*Task brief*:
Only the lines below from the one containing "<point>547,835</point>" to the one containing "One pin per instance of the hand" should be repeated, both included and unchanged.

• • • •

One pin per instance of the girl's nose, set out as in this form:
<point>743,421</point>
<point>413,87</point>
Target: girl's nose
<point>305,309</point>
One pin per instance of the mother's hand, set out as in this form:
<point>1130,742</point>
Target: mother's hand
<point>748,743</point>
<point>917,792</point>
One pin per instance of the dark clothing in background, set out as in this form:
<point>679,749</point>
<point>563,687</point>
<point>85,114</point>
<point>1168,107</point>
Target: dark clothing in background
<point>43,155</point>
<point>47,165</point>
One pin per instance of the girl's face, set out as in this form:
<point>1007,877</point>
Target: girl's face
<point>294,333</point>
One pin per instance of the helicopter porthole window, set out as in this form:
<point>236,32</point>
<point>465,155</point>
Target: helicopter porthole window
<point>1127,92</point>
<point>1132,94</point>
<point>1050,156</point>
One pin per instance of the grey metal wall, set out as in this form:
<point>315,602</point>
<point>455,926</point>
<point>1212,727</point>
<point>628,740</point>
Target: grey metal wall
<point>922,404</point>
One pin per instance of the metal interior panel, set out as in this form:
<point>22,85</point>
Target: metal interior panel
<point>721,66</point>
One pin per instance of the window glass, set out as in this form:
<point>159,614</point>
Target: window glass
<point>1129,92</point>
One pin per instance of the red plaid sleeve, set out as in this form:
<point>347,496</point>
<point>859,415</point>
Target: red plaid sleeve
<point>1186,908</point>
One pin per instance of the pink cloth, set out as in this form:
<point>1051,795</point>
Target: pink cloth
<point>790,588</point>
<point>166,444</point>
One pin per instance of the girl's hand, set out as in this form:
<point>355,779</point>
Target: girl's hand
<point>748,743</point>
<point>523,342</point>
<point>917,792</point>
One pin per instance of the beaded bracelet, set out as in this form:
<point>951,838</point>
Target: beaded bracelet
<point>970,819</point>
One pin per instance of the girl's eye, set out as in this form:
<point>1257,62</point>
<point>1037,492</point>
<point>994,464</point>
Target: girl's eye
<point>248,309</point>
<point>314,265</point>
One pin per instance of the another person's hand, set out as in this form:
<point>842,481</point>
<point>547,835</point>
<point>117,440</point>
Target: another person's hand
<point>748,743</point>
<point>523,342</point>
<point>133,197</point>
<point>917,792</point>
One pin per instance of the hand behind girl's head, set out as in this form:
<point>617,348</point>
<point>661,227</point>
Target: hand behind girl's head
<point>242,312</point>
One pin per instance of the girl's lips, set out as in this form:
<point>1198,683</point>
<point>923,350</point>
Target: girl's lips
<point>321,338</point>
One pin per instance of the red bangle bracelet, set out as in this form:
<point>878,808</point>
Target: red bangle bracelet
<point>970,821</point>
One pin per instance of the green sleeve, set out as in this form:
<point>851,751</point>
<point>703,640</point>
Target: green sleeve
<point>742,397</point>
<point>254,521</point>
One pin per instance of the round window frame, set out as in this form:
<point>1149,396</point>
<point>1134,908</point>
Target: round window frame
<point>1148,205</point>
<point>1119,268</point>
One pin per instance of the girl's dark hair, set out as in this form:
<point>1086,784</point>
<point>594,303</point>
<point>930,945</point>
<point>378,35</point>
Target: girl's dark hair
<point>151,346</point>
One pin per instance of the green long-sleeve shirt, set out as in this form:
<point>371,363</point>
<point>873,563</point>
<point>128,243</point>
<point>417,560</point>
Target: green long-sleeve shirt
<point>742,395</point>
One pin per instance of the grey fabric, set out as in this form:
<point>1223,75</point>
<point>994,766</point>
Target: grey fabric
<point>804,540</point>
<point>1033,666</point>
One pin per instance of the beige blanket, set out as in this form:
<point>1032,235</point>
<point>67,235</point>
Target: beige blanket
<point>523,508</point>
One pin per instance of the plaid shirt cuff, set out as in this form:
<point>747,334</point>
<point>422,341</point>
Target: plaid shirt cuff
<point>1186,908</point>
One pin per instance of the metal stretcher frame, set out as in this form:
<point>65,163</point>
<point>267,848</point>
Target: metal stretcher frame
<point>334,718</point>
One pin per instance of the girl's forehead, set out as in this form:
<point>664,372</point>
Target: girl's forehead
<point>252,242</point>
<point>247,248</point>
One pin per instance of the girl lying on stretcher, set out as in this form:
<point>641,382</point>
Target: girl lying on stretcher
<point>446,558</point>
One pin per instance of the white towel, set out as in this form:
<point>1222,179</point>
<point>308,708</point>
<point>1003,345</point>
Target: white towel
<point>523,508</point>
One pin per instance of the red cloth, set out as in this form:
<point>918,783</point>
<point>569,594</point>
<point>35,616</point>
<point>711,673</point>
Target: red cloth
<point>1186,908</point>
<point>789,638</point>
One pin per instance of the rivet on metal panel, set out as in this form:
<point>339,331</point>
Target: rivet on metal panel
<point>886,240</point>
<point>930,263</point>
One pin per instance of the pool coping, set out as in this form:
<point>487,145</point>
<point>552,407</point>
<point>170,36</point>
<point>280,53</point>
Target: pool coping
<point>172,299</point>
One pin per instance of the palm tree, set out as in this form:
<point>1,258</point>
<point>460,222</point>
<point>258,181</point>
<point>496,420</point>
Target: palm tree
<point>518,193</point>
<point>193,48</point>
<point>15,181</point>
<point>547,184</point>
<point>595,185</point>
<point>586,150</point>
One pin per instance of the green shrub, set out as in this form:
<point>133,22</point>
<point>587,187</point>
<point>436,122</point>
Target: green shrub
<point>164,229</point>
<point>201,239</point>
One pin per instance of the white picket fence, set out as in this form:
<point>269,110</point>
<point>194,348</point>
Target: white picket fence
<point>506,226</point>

• • • •

*Completed task*:
<point>547,835</point>
<point>117,440</point>
Target: another person's hand
<point>748,743</point>
<point>523,342</point>
<point>133,197</point>
<point>917,792</point>
One pin per instance of the hand behind girl's head, set out as in this form:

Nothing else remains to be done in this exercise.